Reproduce all of the data below without alteration; exclude every picture.

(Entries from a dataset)
━━━━
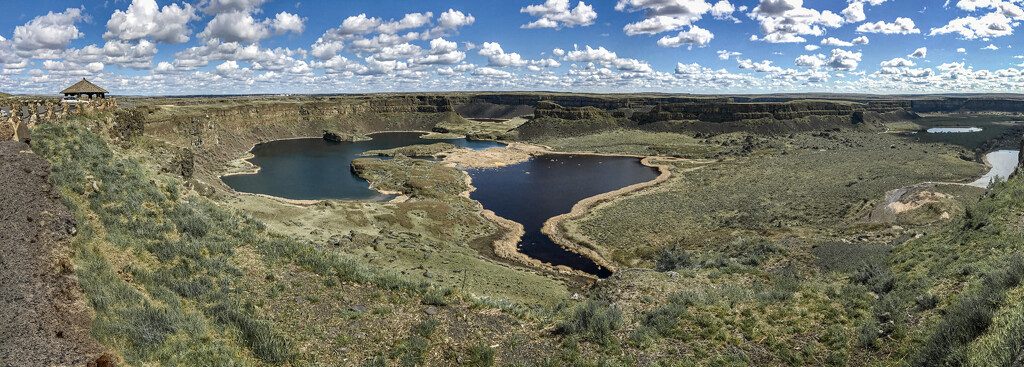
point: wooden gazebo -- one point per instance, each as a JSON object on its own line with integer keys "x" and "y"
{"x": 85, "y": 88}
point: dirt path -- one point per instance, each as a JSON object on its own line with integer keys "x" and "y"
{"x": 44, "y": 320}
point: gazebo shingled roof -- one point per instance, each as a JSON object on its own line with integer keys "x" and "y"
{"x": 84, "y": 87}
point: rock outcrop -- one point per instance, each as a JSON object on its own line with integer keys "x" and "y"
{"x": 44, "y": 320}
{"x": 553, "y": 120}
{"x": 952, "y": 105}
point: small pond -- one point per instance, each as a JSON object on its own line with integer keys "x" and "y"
{"x": 316, "y": 169}
{"x": 953, "y": 129}
{"x": 1004, "y": 163}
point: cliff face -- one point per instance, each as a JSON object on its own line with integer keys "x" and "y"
{"x": 732, "y": 112}
{"x": 553, "y": 120}
{"x": 950, "y": 105}
{"x": 44, "y": 315}
{"x": 219, "y": 130}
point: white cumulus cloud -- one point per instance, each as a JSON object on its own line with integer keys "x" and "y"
{"x": 557, "y": 13}
{"x": 902, "y": 26}
{"x": 694, "y": 36}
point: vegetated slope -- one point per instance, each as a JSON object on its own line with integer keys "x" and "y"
{"x": 973, "y": 273}
{"x": 43, "y": 319}
{"x": 174, "y": 279}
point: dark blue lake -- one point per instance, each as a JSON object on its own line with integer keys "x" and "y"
{"x": 527, "y": 193}
{"x": 316, "y": 169}
{"x": 535, "y": 191}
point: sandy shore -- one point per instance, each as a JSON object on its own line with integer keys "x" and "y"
{"x": 507, "y": 246}
{"x": 585, "y": 246}
{"x": 488, "y": 158}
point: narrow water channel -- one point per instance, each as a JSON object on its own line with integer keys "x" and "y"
{"x": 528, "y": 193}
{"x": 531, "y": 192}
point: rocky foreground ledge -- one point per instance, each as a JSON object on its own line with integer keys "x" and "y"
{"x": 44, "y": 320}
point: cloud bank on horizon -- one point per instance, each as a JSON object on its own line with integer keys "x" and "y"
{"x": 685, "y": 46}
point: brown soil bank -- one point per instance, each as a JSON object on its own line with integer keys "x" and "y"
{"x": 44, "y": 320}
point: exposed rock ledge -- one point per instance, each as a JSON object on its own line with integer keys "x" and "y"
{"x": 44, "y": 319}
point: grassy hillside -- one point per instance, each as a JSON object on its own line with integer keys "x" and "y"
{"x": 179, "y": 280}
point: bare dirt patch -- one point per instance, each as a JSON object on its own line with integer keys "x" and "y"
{"x": 44, "y": 320}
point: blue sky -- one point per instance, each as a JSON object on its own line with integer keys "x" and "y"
{"x": 695, "y": 46}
━━━━
### Expected answer
point: wooden gazebo -- one point per instance, each as a JSON object on its own line with integer keys "x" and "y"
{"x": 85, "y": 88}
point: dirt path -- one point per instance, each as a JSON object on its own line with integer keys "x" and "y"
{"x": 44, "y": 320}
point: gazebo shingled roof -- one point per instance, each as a JSON object on its own line with integer keys "x" and "y"
{"x": 84, "y": 87}
point: rock outcrop -- one point per instance, each as a JSON object on its own line with integer keys "x" and "y"
{"x": 44, "y": 320}
{"x": 553, "y": 120}
{"x": 952, "y": 105}
point: small pond -- one point per instance, each as a JSON object on its own line with integer keys "x" and "y"
{"x": 316, "y": 169}
{"x": 953, "y": 129}
{"x": 1004, "y": 163}
point: cliff face -- one point per instance, each as a JSON object on its own line with integer keys "x" and "y"
{"x": 732, "y": 112}
{"x": 553, "y": 120}
{"x": 950, "y": 105}
{"x": 44, "y": 315}
{"x": 219, "y": 130}
point: white cumulus cloud -- one point per instance, each as a JSON object on its own line with integer keys "x" and "y"
{"x": 557, "y": 13}
{"x": 902, "y": 26}
{"x": 694, "y": 36}
point: vegetated slope -- one point per instance, each as a JSON object on its own line with integer keys "x" and "y"
{"x": 973, "y": 273}
{"x": 43, "y": 319}
{"x": 174, "y": 279}
point: dark blue lake -- one point per instance, each as a JSON object on its own line with integer keys "x" and "y"
{"x": 527, "y": 193}
{"x": 316, "y": 169}
{"x": 535, "y": 191}
point: sandy shore -- one point per instance, each as a JSON object on its own line with integer keys "x" and "y"
{"x": 507, "y": 246}
{"x": 585, "y": 246}
{"x": 488, "y": 158}
point: narrow water channel -- one point per instance, each as a JSON object on its own line with integer keys "x" and "y"
{"x": 528, "y": 193}
{"x": 531, "y": 192}
point: rocky foreground ledge -- one point per instance, each as a JSON object on its own line with integer keys "x" and "y"
{"x": 44, "y": 320}
point: cloud bank on horizon -- one point per instance, each as a JSON object on its own line with integer keys "x" and "y"
{"x": 685, "y": 46}
point: brown soil bank -- one point per instance, each as a JSON object on its own line with integer keys "x" and "y"
{"x": 44, "y": 320}
point: exposed rock ledge -- one point per instance, each as a JSON object on its own line with integer keys "x" and "y"
{"x": 44, "y": 319}
point: grassy hillside -- one point per instance, each as a JSON object on its own line with integer keys "x" and "y"
{"x": 179, "y": 280}
point: bare dirt patch -- one point per instance, each as a JSON object on its own line with integer keys "x" and "y"
{"x": 44, "y": 320}
point: blue sky -- one point per instance, each as a JSON object on its own line with integer keys "x" and "y"
{"x": 695, "y": 46}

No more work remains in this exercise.